***** SUPPLIED RECORDS *****

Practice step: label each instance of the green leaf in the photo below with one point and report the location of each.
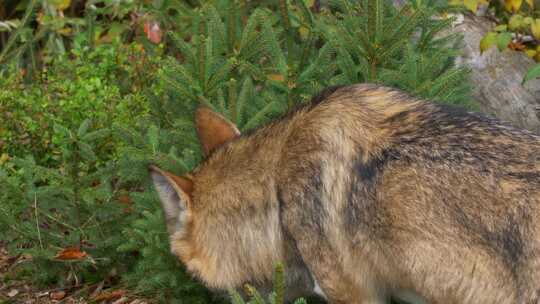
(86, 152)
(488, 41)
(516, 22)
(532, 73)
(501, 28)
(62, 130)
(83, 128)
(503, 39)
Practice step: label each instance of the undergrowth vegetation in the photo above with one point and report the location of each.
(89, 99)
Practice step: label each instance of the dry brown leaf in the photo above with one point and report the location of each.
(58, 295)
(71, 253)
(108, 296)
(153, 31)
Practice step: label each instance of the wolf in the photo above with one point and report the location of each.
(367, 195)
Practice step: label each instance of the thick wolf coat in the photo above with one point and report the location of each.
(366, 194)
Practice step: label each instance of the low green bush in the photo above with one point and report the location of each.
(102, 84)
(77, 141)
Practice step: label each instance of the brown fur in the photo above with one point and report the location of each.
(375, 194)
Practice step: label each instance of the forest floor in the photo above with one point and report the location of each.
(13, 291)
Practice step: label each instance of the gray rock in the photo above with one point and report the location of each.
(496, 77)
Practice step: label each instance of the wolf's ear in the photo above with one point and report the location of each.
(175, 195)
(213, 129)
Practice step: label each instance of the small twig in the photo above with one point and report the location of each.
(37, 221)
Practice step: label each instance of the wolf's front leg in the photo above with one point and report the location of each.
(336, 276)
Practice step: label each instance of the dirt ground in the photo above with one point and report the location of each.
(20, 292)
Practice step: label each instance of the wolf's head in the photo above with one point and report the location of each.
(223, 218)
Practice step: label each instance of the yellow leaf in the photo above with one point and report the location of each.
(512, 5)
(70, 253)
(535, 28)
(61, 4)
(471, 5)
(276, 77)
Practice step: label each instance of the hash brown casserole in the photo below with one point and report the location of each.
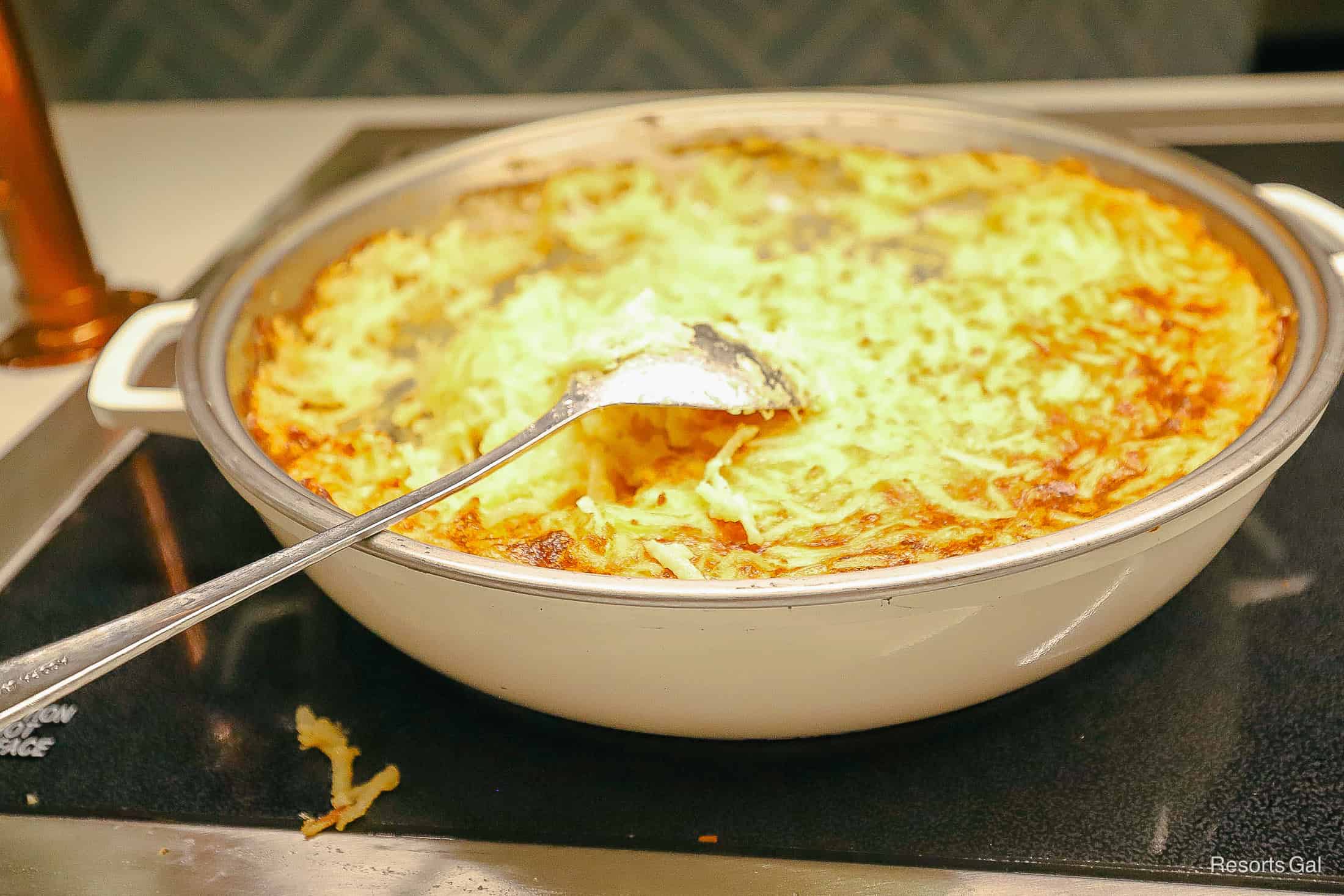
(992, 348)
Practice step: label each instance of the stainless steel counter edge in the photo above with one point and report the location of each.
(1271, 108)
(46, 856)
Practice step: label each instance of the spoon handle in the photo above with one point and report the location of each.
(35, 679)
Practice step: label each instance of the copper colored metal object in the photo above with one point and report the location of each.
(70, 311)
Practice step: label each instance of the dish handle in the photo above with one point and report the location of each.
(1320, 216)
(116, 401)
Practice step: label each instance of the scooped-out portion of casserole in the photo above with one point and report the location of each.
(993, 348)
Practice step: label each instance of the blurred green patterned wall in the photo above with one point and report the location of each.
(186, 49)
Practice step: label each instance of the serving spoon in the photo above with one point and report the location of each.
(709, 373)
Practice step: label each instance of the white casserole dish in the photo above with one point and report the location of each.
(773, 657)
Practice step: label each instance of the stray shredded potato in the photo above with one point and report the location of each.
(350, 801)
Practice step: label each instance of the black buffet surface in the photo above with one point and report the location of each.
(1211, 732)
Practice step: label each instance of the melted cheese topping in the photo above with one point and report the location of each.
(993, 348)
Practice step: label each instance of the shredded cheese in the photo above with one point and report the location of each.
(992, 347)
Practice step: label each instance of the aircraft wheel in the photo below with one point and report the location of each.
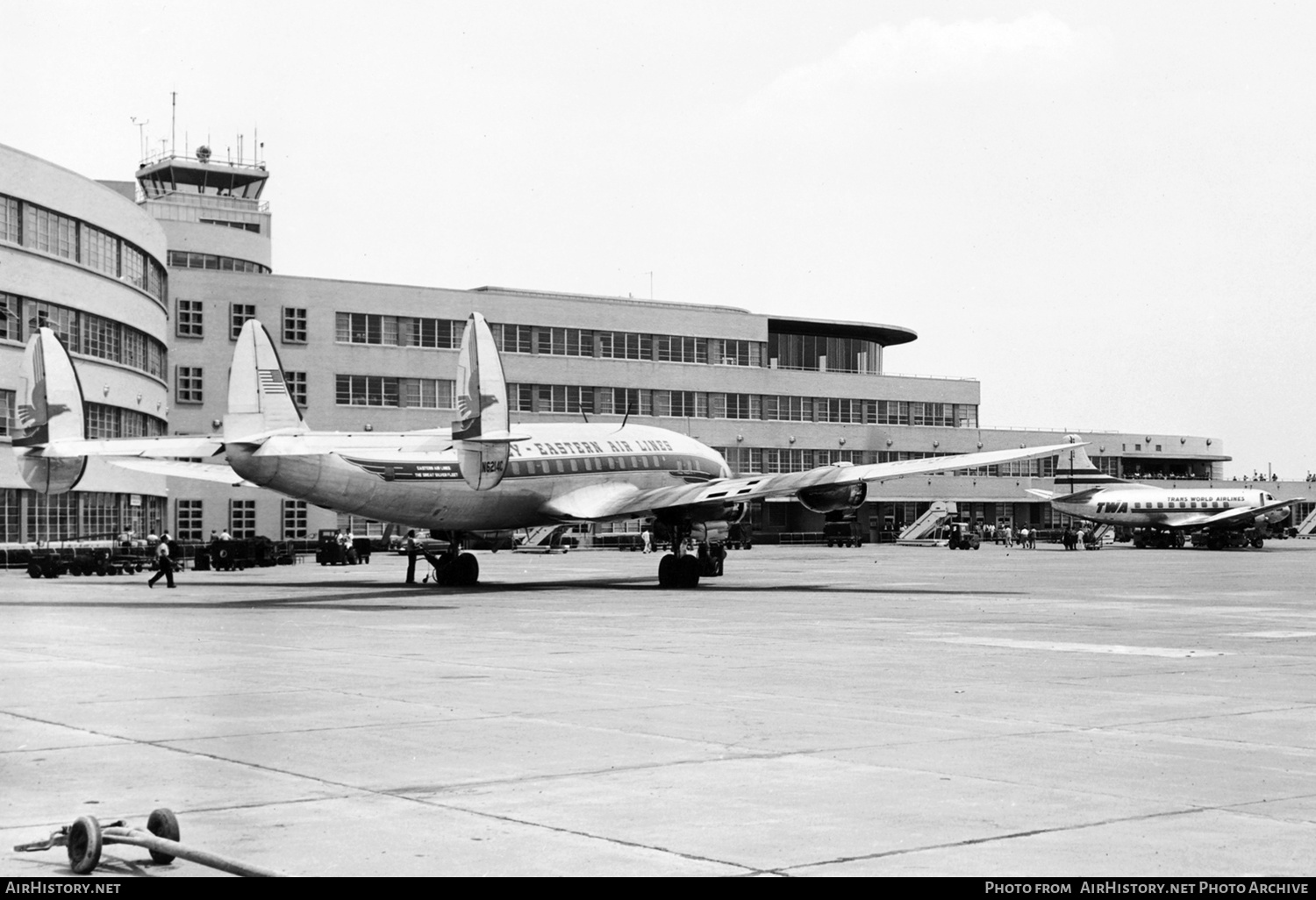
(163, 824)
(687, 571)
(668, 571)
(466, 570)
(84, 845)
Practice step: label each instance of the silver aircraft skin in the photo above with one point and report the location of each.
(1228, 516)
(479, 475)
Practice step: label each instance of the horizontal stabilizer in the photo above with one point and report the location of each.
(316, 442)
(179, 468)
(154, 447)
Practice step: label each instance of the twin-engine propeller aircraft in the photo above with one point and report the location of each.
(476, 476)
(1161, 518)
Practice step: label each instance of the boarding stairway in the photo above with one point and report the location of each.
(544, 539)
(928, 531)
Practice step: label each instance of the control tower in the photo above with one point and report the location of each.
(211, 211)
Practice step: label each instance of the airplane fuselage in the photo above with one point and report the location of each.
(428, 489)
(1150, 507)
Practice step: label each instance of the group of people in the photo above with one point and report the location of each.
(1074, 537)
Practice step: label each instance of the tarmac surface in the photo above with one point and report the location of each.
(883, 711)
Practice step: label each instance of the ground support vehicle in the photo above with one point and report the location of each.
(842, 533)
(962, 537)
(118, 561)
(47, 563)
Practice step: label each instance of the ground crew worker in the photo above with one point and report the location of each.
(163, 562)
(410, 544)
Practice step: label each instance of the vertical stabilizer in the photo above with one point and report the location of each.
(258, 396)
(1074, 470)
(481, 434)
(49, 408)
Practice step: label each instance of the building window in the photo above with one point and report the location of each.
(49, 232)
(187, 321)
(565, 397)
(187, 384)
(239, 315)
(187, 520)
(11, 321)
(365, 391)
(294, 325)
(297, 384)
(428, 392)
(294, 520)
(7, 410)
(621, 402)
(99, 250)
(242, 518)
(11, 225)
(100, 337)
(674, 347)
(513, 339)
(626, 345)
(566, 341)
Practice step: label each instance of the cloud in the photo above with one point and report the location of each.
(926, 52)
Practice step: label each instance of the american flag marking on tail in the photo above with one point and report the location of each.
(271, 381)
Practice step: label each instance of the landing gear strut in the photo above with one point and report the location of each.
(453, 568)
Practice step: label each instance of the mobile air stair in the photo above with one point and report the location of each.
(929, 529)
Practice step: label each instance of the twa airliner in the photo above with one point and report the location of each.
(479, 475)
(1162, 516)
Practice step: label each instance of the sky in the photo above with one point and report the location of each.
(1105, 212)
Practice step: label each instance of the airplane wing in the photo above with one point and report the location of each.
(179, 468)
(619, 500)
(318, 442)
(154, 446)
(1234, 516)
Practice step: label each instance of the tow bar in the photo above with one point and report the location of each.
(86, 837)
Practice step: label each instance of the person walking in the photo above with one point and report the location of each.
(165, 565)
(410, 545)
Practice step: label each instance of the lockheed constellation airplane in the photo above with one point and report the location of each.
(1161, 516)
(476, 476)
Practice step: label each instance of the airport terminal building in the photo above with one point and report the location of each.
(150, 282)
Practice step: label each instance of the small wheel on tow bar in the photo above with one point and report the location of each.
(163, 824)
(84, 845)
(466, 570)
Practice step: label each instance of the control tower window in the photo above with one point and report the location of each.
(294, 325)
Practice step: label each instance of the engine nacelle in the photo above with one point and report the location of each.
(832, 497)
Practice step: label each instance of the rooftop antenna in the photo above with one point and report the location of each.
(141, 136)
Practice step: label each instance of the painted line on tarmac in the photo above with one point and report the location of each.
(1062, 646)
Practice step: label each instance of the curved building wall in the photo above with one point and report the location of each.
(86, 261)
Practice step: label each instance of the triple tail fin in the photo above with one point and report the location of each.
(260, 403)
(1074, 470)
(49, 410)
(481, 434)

*****

--- EXERCISE INSTRUCTIONS ---
Exclude the pictures and give back the rest of the data above exactly as written.

--- ANSWER TO THIS EXERCISE ---
Practice step: label each instance of the green leaf in the photo below with one point and report the location of each.
(86, 152)
(488, 41)
(516, 22)
(532, 73)
(501, 28)
(62, 130)
(83, 128)
(503, 39)
Practice step: label each instance of the undergrowth vegetation in the photo above with one point and report the location of each.
(89, 99)
Practice step: label each instance of the dry brown leaf in the photo above with one point and report the location of each.
(58, 295)
(71, 253)
(108, 296)
(153, 31)
Practice step: label each instance of the wolf in the photo above with one point and report the location of each.
(367, 195)
Practice step: label each instance of the thick wolf coat in the photo above with one point and report the location of each.
(366, 194)
Practice step: label each instance of the low green bush in the photo above with one point and report the location of each.
(102, 84)
(77, 141)
Practice step: label each instance of the brown fur in the photo above with one point and report the location of each.
(375, 194)
Practice step: label each instance of the forest floor in the photo above with one point and report the location of each.
(13, 291)
Practice step: label each instance of the gray rock in the photo above with one point and report the location of each.
(496, 77)
Practice step: label each instance of the wolf's ear in the photo above with one point and report the location of each.
(175, 195)
(213, 129)
Practice step: label each instance of the small twig in the photo above with one point and report the location of each.
(37, 221)
Practice step: label each instance of the wolf's front leg in the photo above with one point and report the location of each.
(336, 276)
Practice step: label each instance of the dirt ground in the photo above with one point and report the location of each.
(20, 292)
Practice step: label each instance of the wolf's head in the photo above with one point and report the location of each.
(223, 218)
Practice step: label each instance of the yellow leaf in the photo above with one point and report the location of each.
(512, 5)
(70, 253)
(535, 28)
(61, 4)
(471, 5)
(276, 77)
Practice step: label each instance of the hash brown casserole in the photo below with one point and report the location of each.
(992, 348)
Practice step: label each instance of the stainless steel counter edge in the photo above with one point and report the location of each.
(1271, 108)
(46, 856)
Practice step: label each instance of the spoon handle in the photo above with one point and report the location of each.
(35, 679)
Practice step: label each instance of the copper colored metal object in the photo above with one point and report the location of each.
(70, 311)
Practice step: label each instance of the dish handle in the photo above with one point and report the location of each.
(1320, 216)
(116, 401)
Practice step: label each instance of the scooped-out portion of casserole in the photo above with one point and report the location of each.
(993, 348)
Practice step: label each instance of the blurred green patterned wall in the photo above with one point and report the location of each.
(186, 49)
Practice step: label each instance of the serving spoon in the photo above with one point and report the location of each.
(709, 373)
Practice step: label each instance of the white casserole dish in the photo above with one point and report the location of each.
(773, 657)
Practice step: label each instance of the stray shredded potato in the photo above with one point and report the location of each.
(350, 801)
Practice step: label each instance of the black buffet surface in the photo above with one point and report the location of each.
(1211, 732)
Practice step: label each instance of the melted cheese topping in the photo above with one point and report the location of each.
(993, 348)
Practice step: label each instance of the shredded cheese in the photo above with one point and report the location of each.
(992, 347)
Practice step: label each instance of the aircraft wheel in the photo below with one point and report the location of each.
(163, 824)
(687, 571)
(668, 571)
(466, 570)
(84, 845)
Practice step: label each instance of the silver aircraft skin in the photo above with one point and report the location of each.
(1228, 516)
(479, 475)
Practice step: label each instance of the horizontal stabilizer in the photo above with one point and report the location of each.
(316, 442)
(179, 468)
(154, 447)
Practice step: label each instance of the twin-engine propeller aircraft in the photo above with one point and report the location of each.
(476, 476)
(1161, 518)
Practice step: label each instance of the boarding stairway in the photo above with one point and report the location of each.
(544, 539)
(928, 531)
Practice step: label each instance of the control tower in the photo above with one point and report the location of each.
(211, 211)
Practice step: label each instance of the airplane fuselage in the photo above with one point and report the location of each.
(428, 489)
(1150, 507)
Practice step: label each instance of the group of people in the photo above with one point and report the location of each.
(1074, 537)
Practice step: label each instance of the tarmac surface in the photo above with one point and report the location of each.
(883, 711)
Practice step: label each instance of the ground support vehicle in the photo above with one point and report the location of each.
(842, 533)
(962, 537)
(118, 561)
(47, 563)
Practice step: label each instance of the ground crew worker in the photo above with one point and report the location of each.
(163, 562)
(410, 544)
Practice step: label each instance of the vertical stabilizer in the photo above with one point and report the location of each.
(258, 396)
(1074, 470)
(481, 434)
(49, 408)
Practice step: label each instance of the building window in the photo above with one point and report the location of each.
(49, 232)
(187, 321)
(565, 397)
(187, 384)
(239, 315)
(187, 520)
(11, 321)
(365, 391)
(294, 325)
(297, 384)
(428, 392)
(294, 520)
(7, 410)
(621, 402)
(99, 250)
(242, 518)
(11, 225)
(100, 337)
(674, 347)
(513, 339)
(626, 345)
(566, 341)
Practice step: label each instance of the cloud in the photo above with one point and report the location of each.
(926, 52)
Practice step: label each instance of the american flag marking on tail in the photo above with one point and report the location of each.
(271, 381)
Practice step: label each instance of the landing gear strut in the photo above with one point and report the location of each.
(453, 568)
Practice step: label each instance of the mobile air stair in the photo above with one point and report the location of each.
(929, 529)
Practice step: label each instance of the twa airliner in the photo above with one point and report the location of each.
(479, 475)
(1162, 516)
Practice step: label each instance of the sky in the photo above with one point and report the location of each.
(1105, 212)
Practice step: label each instance of the airplane wing in the photo above with one point and report the location of each.
(179, 468)
(619, 500)
(318, 442)
(154, 446)
(1234, 516)
Practice step: label each instance of the tow bar in the photo above with one point and report the location of each.
(86, 837)
Practice step: label each instance of the person walking in the photo above with one point and report the location of each.
(165, 565)
(410, 545)
Practice step: label each instance of the lockheed constellation airplane in the photo above with one point and report the location of each.
(1161, 516)
(476, 476)
Practice step: label each instance of the airport terminal building in the photo above with one point and report the location of each.
(150, 282)
Practice step: label each instance of the small wheel on tow bar in the photo above with one point and report the location of each.
(163, 824)
(84, 845)
(466, 570)
Practice step: label each instance of the control tower window in the photo above with one point and report the location of each.
(294, 325)
Practice step: label each instance of the engine nacelle in the photo above with one point and report the location of each.
(832, 497)
Practice step: label each instance of the rooftop antenna in the photo above with one point and report the location of each.
(141, 136)
Practice step: label each instance of the painted line on tarmac in the photo above with one point and report the location of each.
(1062, 646)
Practice step: label each instance of the curved building wall in the photo above with one point and report the location of each.
(86, 261)
Practice step: label each instance of the triple tail fin in the photo above with one point and report the location of each.
(260, 403)
(1074, 470)
(49, 410)
(481, 434)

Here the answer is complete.